Have you ever wondered what will kill you?
It's a morbid thought, but an intriguing new graphic reveals how the chance of dying from different causes changes at different stages of their life.
Using information from the Centers for Disease Control and Prevention, UCLA statistician Nathan Yau has plotted how cause of death varies across gender and race, based on mortality data from 2005 through to 2014.
Published on his Flowing Data website, the causes include death in young children, those due to infection, cancer, endocrine (hormonal) diseases such as diabetes and mental and behaviour disorders.
Diseases of the nervous system, such as epilepsy, Multiple Sclerosis, stroke, Alzheimer's and Parkinson's are also charted along with circulatory system problems such as heart disease.
He also included respiratory diseases, digestive problems, diseases of the musculoskeletal system and connective tissue, diseases of the genitourinary system, congenital defects, external causes and other diseases.
The graph shows that while less than 10 per cent of 20-year-olds die of cancer, it kills around 40 per cent of 50-year-old women and more than 30 per cent of men the same age.
Less than 20 per cent of men die from from congenital, genitourinary, respiratory, nervous and endocrine (hormonal) causes in their teenage years, only to rise to above 40 per cent by the time they are 60.
External causes - such as road traffic accidents - are the single most likely cause of death until people reach their mid 40s. But men are twice as likely to die of them than women throughout their lives - at 10 per cent overall compared to 5 per cent for women.
There were also notable differences between races. For example, while five per cent of black or African American people die from infectious and parasitic diseases, only two per cent of white people do.
Professor Yau has also created a test which reveals what you are most likely to die from once factors such as gender and race have been considered.

> Dataset content
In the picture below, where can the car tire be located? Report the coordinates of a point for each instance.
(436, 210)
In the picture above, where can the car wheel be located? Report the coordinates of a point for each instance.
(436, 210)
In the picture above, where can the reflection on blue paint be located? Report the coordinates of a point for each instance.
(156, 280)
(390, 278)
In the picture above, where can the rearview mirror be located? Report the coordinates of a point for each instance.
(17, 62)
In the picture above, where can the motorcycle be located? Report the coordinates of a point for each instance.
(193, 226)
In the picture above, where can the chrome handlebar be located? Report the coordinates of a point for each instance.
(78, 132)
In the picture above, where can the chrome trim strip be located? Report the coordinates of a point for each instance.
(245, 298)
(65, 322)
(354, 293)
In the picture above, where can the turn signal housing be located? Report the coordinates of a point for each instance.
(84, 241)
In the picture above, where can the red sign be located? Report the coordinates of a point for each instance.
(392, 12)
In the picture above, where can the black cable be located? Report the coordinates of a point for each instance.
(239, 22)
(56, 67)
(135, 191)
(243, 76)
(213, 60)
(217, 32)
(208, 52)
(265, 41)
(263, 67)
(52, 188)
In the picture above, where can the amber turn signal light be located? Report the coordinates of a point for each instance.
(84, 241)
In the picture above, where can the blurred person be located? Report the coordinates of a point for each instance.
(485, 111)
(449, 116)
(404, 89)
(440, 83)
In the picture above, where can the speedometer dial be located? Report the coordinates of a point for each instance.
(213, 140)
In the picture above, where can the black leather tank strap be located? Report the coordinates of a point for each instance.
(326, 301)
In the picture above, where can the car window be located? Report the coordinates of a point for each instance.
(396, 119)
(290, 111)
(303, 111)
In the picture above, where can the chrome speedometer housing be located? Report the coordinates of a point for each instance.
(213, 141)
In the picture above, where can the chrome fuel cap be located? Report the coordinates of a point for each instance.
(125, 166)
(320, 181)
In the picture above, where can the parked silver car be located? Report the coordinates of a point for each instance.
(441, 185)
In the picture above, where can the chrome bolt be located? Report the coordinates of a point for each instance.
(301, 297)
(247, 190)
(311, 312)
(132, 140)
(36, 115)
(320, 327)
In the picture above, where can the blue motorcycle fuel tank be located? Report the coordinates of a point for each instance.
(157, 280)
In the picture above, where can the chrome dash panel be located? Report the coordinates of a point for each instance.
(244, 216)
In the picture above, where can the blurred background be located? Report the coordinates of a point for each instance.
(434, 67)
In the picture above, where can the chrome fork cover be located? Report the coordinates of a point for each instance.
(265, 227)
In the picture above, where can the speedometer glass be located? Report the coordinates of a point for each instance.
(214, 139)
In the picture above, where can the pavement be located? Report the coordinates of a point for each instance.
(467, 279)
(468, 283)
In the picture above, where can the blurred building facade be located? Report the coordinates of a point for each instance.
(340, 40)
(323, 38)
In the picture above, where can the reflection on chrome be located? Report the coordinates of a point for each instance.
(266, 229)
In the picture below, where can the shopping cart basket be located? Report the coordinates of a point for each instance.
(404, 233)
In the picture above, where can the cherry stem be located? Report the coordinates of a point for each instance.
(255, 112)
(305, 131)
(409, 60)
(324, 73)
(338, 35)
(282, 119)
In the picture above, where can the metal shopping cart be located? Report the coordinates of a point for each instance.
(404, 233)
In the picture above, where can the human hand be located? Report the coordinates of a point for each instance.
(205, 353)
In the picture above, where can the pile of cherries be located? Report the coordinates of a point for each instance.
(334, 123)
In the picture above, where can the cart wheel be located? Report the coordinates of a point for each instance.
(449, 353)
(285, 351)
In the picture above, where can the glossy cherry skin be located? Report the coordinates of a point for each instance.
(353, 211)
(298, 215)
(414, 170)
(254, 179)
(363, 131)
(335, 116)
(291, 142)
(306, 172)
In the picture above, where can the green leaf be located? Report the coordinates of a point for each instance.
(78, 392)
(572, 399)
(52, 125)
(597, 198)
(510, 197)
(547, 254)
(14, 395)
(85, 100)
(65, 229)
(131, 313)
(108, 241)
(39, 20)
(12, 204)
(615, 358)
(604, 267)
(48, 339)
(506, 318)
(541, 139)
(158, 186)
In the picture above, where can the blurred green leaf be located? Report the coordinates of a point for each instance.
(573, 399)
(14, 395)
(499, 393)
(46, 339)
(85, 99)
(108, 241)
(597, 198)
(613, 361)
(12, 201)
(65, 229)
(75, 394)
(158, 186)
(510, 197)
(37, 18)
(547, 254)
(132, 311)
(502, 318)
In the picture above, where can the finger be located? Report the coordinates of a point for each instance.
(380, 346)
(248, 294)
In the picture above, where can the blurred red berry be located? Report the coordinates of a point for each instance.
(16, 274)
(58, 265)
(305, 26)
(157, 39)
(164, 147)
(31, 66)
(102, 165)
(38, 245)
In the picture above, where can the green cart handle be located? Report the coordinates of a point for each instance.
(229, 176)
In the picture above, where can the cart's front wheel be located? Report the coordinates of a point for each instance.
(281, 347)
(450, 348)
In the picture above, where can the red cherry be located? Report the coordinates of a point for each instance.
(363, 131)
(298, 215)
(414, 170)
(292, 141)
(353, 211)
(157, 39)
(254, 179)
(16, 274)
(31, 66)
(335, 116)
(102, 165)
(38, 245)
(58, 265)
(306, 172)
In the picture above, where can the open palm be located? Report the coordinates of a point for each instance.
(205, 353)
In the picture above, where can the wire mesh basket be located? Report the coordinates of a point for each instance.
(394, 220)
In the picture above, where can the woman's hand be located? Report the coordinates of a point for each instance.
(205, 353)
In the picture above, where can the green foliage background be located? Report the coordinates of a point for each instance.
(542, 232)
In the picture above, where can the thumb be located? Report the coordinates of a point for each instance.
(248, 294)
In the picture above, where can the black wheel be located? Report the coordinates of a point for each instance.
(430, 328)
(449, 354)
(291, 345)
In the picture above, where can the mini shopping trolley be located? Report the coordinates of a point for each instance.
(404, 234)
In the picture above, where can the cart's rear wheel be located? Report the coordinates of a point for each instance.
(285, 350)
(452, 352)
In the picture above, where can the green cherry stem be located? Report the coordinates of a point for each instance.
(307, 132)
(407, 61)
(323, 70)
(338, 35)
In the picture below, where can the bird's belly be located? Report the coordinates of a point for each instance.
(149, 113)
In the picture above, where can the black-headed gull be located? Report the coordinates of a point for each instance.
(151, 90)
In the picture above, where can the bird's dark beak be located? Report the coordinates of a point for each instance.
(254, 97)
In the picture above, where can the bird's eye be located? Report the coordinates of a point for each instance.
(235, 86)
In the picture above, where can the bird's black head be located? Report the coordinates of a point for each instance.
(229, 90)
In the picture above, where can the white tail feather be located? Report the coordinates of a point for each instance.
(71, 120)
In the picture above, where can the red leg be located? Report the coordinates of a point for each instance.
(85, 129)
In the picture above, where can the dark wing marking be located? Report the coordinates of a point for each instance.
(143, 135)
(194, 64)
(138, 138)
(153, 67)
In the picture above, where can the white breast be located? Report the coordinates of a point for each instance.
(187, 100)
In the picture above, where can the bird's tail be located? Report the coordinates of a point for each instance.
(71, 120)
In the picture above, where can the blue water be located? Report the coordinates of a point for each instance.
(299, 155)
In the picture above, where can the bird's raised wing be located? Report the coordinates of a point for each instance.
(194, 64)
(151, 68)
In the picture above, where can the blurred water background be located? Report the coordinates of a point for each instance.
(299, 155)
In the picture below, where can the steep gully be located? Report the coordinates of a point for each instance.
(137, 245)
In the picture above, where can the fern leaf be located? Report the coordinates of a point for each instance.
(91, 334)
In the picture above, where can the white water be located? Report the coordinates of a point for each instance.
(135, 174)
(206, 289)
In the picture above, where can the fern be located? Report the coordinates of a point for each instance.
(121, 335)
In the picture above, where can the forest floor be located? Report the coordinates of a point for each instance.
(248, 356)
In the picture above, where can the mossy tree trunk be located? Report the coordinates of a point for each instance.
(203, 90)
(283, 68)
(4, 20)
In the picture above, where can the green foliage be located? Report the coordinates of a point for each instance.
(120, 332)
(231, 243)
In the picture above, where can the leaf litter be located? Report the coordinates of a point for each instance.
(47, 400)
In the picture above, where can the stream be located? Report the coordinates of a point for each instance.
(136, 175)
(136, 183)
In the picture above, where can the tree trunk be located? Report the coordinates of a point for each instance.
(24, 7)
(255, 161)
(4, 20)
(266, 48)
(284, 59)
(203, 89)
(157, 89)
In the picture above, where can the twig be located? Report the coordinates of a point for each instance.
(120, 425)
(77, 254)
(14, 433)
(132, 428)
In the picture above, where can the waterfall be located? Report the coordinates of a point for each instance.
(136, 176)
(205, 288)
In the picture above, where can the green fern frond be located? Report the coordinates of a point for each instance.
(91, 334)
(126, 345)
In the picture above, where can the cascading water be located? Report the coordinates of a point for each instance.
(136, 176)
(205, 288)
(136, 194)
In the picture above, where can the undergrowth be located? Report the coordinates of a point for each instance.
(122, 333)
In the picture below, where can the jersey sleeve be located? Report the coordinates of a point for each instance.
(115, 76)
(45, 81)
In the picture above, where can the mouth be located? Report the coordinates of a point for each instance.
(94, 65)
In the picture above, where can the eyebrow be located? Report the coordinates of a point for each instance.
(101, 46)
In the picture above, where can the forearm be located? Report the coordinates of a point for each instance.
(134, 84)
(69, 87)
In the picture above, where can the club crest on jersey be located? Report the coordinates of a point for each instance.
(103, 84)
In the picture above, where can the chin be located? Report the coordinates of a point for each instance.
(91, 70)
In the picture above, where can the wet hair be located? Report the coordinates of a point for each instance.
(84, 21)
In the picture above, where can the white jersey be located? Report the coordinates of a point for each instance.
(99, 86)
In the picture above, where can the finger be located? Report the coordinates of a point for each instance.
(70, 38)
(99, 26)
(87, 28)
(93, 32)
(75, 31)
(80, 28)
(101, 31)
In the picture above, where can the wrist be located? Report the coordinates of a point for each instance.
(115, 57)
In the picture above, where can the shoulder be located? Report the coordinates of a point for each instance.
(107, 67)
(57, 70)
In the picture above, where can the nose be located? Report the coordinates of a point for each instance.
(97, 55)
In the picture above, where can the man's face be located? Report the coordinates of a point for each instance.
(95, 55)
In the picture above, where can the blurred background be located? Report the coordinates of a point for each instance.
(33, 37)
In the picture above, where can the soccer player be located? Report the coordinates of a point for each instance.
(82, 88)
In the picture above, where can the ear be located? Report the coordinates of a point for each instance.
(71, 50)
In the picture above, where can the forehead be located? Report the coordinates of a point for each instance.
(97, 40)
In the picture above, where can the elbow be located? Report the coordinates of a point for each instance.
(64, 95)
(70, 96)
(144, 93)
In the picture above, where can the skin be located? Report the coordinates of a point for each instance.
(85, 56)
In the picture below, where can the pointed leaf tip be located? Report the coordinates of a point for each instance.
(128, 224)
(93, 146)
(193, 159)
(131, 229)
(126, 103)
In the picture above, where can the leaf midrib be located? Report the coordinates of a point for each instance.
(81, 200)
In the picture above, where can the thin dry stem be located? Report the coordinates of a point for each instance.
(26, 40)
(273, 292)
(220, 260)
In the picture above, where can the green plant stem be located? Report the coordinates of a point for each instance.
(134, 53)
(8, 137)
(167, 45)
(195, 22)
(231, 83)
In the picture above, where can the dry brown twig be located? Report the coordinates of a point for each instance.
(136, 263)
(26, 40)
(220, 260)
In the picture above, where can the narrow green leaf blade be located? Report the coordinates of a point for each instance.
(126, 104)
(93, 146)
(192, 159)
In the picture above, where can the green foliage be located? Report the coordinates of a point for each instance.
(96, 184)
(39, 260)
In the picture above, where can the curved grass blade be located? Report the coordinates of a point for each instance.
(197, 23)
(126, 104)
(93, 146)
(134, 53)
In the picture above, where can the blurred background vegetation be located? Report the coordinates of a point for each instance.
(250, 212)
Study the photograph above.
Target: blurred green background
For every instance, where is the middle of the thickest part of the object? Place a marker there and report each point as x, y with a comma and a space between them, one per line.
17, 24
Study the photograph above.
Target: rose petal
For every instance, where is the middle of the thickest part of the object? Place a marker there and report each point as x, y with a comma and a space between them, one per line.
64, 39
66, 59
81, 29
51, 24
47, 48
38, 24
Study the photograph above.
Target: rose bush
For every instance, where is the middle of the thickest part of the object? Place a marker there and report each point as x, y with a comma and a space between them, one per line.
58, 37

> Complete the following
1. In the cause-of-death article, what is the single most likely cause of death until people reach their mid 40s?
2. Please reproduce the cause-of-death article word for word, everything from "The graph shows" down to "the same age.".

> Solutions in order
1. External causes, such as road traffic accidents.

2.
The graph shows that while less than 10 per cent of 20-year-olds die of cancer, it kills around 40 per cent of 50-year-old women and more than 30 per cent of men the same age.